● DIRECTIONS: All lines below are to be output exactly as they stand.

● DATA FOR REVIEW:
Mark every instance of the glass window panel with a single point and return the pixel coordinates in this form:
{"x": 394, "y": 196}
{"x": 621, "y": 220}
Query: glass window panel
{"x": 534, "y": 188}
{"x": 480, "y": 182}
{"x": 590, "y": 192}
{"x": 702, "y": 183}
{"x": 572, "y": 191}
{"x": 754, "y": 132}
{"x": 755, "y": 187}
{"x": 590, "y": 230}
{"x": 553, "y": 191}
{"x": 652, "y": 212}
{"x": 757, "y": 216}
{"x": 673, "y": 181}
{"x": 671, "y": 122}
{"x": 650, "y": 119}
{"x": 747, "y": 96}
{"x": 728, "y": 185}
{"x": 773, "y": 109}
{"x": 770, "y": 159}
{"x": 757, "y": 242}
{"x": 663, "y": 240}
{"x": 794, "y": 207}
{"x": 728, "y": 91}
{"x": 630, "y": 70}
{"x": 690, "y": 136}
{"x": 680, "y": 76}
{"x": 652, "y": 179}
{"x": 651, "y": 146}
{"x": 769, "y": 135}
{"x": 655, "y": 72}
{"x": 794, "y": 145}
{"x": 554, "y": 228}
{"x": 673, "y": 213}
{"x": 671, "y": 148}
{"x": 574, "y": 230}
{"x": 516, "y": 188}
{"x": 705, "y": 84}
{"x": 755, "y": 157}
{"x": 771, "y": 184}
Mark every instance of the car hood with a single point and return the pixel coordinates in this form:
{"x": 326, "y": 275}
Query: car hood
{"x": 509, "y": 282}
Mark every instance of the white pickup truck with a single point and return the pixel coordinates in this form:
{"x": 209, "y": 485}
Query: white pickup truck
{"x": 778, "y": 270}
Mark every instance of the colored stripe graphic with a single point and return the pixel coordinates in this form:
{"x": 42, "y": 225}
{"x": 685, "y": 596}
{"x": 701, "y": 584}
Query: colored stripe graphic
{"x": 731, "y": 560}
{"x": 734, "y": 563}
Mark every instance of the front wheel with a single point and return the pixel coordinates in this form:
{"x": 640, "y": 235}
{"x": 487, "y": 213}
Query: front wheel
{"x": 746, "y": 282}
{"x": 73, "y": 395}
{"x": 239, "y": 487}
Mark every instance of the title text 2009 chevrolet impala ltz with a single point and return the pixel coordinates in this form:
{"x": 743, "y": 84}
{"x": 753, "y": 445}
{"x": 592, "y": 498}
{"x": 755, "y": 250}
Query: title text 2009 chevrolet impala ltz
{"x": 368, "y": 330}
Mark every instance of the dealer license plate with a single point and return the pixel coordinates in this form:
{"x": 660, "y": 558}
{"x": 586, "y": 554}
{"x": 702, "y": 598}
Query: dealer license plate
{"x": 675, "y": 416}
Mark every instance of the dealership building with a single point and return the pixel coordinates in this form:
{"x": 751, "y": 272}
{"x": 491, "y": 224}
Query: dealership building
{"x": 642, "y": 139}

● REPLY TO THE EXERCISE:
Mark every instance of the glass window panel with a single point and return the pixel coordinates in this form:
{"x": 394, "y": 196}
{"x": 621, "y": 220}
Query: glass window panel
{"x": 534, "y": 188}
{"x": 480, "y": 182}
{"x": 590, "y": 192}
{"x": 702, "y": 183}
{"x": 572, "y": 191}
{"x": 754, "y": 132}
{"x": 755, "y": 187}
{"x": 590, "y": 230}
{"x": 553, "y": 191}
{"x": 652, "y": 212}
{"x": 757, "y": 216}
{"x": 673, "y": 181}
{"x": 671, "y": 122}
{"x": 650, "y": 119}
{"x": 747, "y": 96}
{"x": 728, "y": 185}
{"x": 773, "y": 109}
{"x": 770, "y": 159}
{"x": 757, "y": 242}
{"x": 663, "y": 240}
{"x": 794, "y": 207}
{"x": 728, "y": 91}
{"x": 630, "y": 70}
{"x": 690, "y": 136}
{"x": 680, "y": 76}
{"x": 652, "y": 179}
{"x": 651, "y": 146}
{"x": 769, "y": 135}
{"x": 655, "y": 72}
{"x": 794, "y": 145}
{"x": 554, "y": 228}
{"x": 673, "y": 213}
{"x": 671, "y": 148}
{"x": 574, "y": 230}
{"x": 516, "y": 188}
{"x": 705, "y": 84}
{"x": 755, "y": 157}
{"x": 771, "y": 184}
Mark every instance of the car hood with a single point and return the pixel coordinates in this form:
{"x": 326, "y": 275}
Query: car hood
{"x": 509, "y": 282}
Mark every instance of the white pickup truck with a single point and return the pixel coordinates in this form:
{"x": 209, "y": 485}
Query: white pickup truck
{"x": 778, "y": 270}
Mark every instance of the colored stripe graphic with a single point and return the pixel coordinates in this form:
{"x": 42, "y": 225}
{"x": 685, "y": 596}
{"x": 701, "y": 584}
Query: colored stripe graphic
{"x": 731, "y": 560}
{"x": 734, "y": 563}
Mark every instance of the front wheel with a single point and return the pixel coordinates in this form:
{"x": 640, "y": 235}
{"x": 487, "y": 213}
Query: front wheel
{"x": 746, "y": 282}
{"x": 73, "y": 395}
{"x": 239, "y": 487}
Mark every instance of the title text 2009 chevrolet impala ltz with a single point and return the pixel coordinates in this form:
{"x": 743, "y": 84}
{"x": 753, "y": 445}
{"x": 592, "y": 498}
{"x": 755, "y": 250}
Query: title text 2009 chevrolet impala ltz
{"x": 368, "y": 330}
Mark every instance of the dealer license plate with a single point and return the pixel coordinates in this form:
{"x": 660, "y": 558}
{"x": 586, "y": 554}
{"x": 702, "y": 598}
Query: dealer license plate
{"x": 675, "y": 416}
Mark every instance of the dealership building with a single point and return the pixel coordinates in this form:
{"x": 751, "y": 272}
{"x": 491, "y": 224}
Query: dealership building
{"x": 642, "y": 139}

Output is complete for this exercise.